◆ Exercise A
Show every line of the rows below that contains the word "green". Case counts.

◆ Excerpted text

The section was inaugurated under the Sarkozy presidency in 2010, as a tribute to the Byzantine heritage but the Hollande’s Ministry of Culture has given other projects priority over this oneGiorgio Bernardelli, Rome – 9 April 2014
“The Louvre will be dedicating a new section to the Artistic heritage of Eastern Christians, the Byzantine Empire and the slaves,” Nicholas Sarkozy announced back in January 2010. Just a few months later, the former president of the prestigious Parisian museum – Henri Loyerette – set out a plan and time frame for the initiative: “It will occupy a 1000 m² space of exhibition rooms previously allocated to the Islamic art section (which in 2012 was moved to another part of the Louvre, Ed.) and visitors will have access to it as of 2014,” he explained.
Now 2014 is here and not only has the project not gone ahead, it was completely scrapped by the museum’s new management, with the approval of François Hollande’s culture ministry. Professor Marie-Hélène Rutschowscaya – former head of the Louvre’s Coptic section and one of the world’s top scholars specialising in the treasures of Eastern Christianity – denounced the move in an open letter to French Catholic newspaper La Croix. The scholar explained that the Louvre has decided to use the vacant exhibition halls previously dedicated to Islamic art, as welcome areas for school group visits to the museum. This meant shelving the idea of putting on show the precious treasures of Eastern Christianity which the museum possesses. These are currently spread across different sections and some are even sitting in boxes in the museum’s warehouses.

◆ Source records

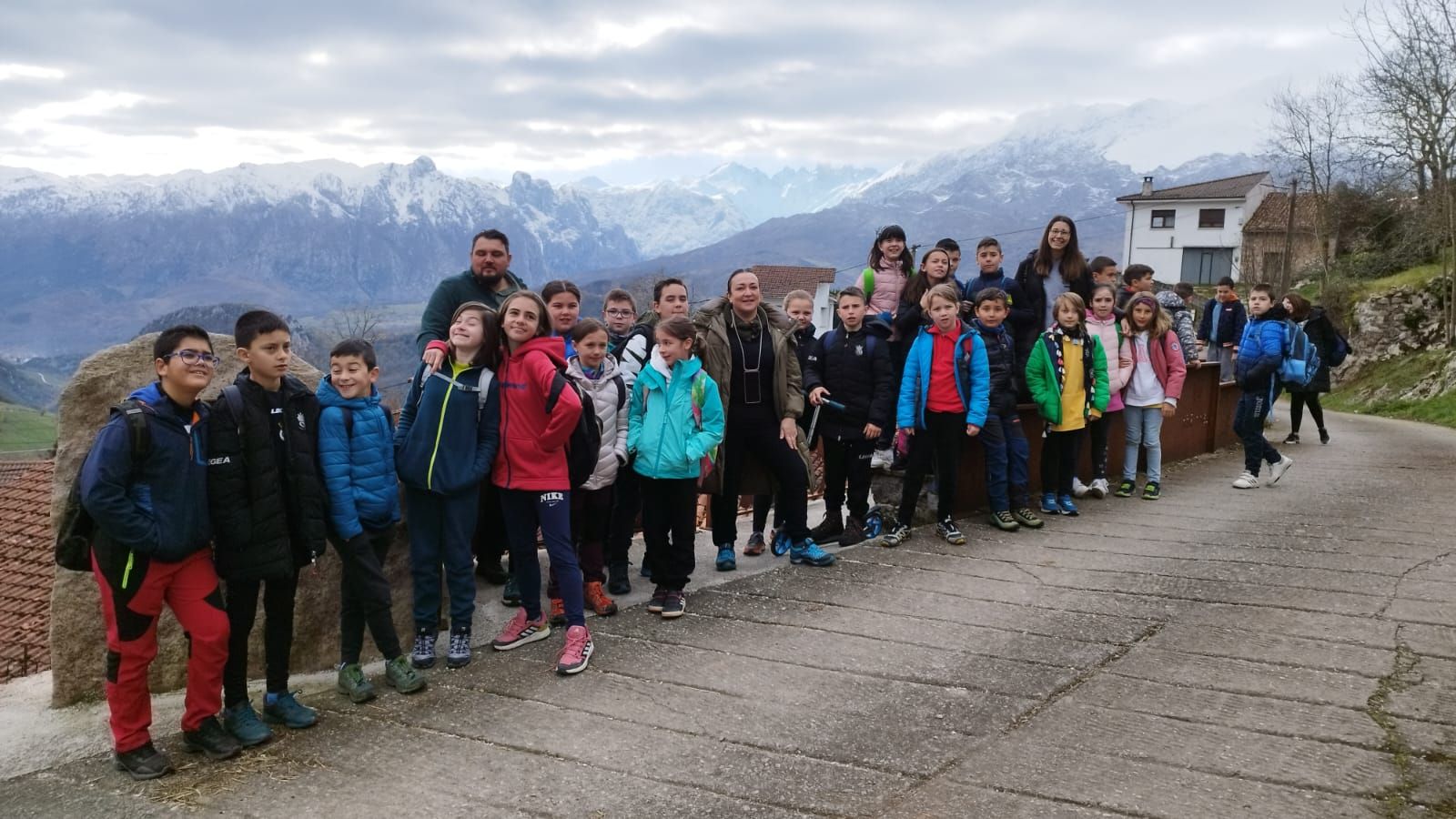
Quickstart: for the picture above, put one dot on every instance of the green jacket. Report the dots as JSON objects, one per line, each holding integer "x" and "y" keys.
{"x": 788, "y": 382}
{"x": 1045, "y": 382}
{"x": 448, "y": 298}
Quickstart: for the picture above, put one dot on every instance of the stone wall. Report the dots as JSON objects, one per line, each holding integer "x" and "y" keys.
{"x": 77, "y": 637}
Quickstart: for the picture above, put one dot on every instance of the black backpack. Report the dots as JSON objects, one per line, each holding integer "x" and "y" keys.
{"x": 76, "y": 530}
{"x": 586, "y": 438}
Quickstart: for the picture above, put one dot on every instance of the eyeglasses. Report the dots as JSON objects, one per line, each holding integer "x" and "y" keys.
{"x": 194, "y": 358}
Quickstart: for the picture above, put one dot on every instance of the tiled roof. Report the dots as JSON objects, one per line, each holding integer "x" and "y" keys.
{"x": 1229, "y": 188}
{"x": 781, "y": 280}
{"x": 1273, "y": 215}
{"x": 29, "y": 567}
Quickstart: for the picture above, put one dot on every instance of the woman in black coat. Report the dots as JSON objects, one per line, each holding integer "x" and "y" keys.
{"x": 1322, "y": 334}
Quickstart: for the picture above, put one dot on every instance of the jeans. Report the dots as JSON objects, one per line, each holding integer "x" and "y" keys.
{"x": 524, "y": 511}
{"x": 242, "y": 611}
{"x": 1249, "y": 424}
{"x": 440, "y": 535}
{"x": 1006, "y": 460}
{"x": 1145, "y": 428}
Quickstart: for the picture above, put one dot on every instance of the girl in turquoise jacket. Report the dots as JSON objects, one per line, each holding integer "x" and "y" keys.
{"x": 674, "y": 426}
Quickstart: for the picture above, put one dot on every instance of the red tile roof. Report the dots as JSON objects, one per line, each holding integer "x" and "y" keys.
{"x": 29, "y": 569}
{"x": 776, "y": 281}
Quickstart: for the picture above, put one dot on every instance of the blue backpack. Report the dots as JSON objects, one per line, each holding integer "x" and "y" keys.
{"x": 1300, "y": 358}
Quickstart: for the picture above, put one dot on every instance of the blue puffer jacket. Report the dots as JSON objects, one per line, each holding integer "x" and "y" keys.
{"x": 1261, "y": 350}
{"x": 660, "y": 421}
{"x": 444, "y": 442}
{"x": 160, "y": 509}
{"x": 973, "y": 378}
{"x": 359, "y": 468}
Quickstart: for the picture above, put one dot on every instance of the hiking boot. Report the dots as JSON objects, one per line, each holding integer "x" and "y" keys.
{"x": 830, "y": 528}
{"x": 1005, "y": 521}
{"x": 950, "y": 533}
{"x": 1278, "y": 470}
{"x": 424, "y": 653}
{"x": 402, "y": 676}
{"x": 284, "y": 710}
{"x": 597, "y": 601}
{"x": 510, "y": 596}
{"x": 1067, "y": 508}
{"x": 1026, "y": 518}
{"x": 211, "y": 739}
{"x": 618, "y": 581}
{"x": 674, "y": 605}
{"x": 897, "y": 535}
{"x": 353, "y": 683}
{"x": 725, "y": 559}
{"x": 145, "y": 763}
{"x": 242, "y": 722}
{"x": 575, "y": 653}
{"x": 459, "y": 653}
{"x": 808, "y": 552}
{"x": 521, "y": 632}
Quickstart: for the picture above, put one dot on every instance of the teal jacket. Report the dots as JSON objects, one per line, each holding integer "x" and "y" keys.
{"x": 662, "y": 430}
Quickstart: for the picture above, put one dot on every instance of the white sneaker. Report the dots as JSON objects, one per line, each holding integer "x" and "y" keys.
{"x": 1278, "y": 470}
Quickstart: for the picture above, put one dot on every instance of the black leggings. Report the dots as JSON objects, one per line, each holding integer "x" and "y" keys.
{"x": 939, "y": 442}
{"x": 1296, "y": 410}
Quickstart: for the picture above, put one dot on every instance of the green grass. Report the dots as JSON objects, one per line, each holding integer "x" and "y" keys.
{"x": 25, "y": 433}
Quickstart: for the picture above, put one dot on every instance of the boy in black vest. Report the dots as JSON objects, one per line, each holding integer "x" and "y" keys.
{"x": 268, "y": 515}
{"x": 852, "y": 368}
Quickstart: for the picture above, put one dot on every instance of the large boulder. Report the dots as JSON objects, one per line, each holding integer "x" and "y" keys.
{"x": 77, "y": 637}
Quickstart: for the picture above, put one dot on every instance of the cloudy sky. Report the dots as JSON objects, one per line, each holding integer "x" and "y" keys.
{"x": 630, "y": 91}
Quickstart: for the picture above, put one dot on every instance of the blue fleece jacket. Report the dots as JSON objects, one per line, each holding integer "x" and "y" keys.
{"x": 160, "y": 508}
{"x": 359, "y": 468}
{"x": 973, "y": 378}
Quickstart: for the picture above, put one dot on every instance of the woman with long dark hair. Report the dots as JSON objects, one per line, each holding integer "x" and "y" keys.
{"x": 747, "y": 349}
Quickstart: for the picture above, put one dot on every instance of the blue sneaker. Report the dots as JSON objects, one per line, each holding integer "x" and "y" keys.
{"x": 283, "y": 709}
{"x": 727, "y": 561}
{"x": 808, "y": 551}
{"x": 242, "y": 722}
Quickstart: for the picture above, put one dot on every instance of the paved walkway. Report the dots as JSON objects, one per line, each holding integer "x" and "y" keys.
{"x": 1285, "y": 652}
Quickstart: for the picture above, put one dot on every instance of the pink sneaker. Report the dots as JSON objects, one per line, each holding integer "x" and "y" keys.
{"x": 521, "y": 632}
{"x": 577, "y": 652}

◆ Exercise B
Switch "scrapped" to "abandoned" and write out the Louvre article again, everything from "Now 2014 is" down to "the museum’s warehouses.".

◆ Task result A
Quickstart: for the picture above, put one dot on every instance of the green jacket. Report the dots as JSON objects, one per line, each holding integer "x" and "y" keys.
Quickstart: for the picture above, put one dot on every instance of the green grass. Report the dots as JSON objects, one per line, each holding integer "x" and "y" keys.

◆ Task result B
Now 2014 is here and not only has the project not gone ahead, it was completely abandoned by the museum’s new management, with the approval of François Hollande’s culture ministry. Professor Marie-Hélène Rutschowscaya – former head of the Louvre’s Coptic section and one of the world’s top scholars specialising in the treasures of Eastern Christianity – denounced the move in an open letter to French Catholic newspaper La Croix. The scholar explained that the Louvre has decided to use the vacant exhibition halls previously dedicated to Islamic art, as welcome areas for school group visits to the museum. This meant shelving the idea of putting on show the precious treasures of Eastern Christianity which the museum possesses. These are currently spread across different sections and some are even sitting in boxes in the museum’s warehouses.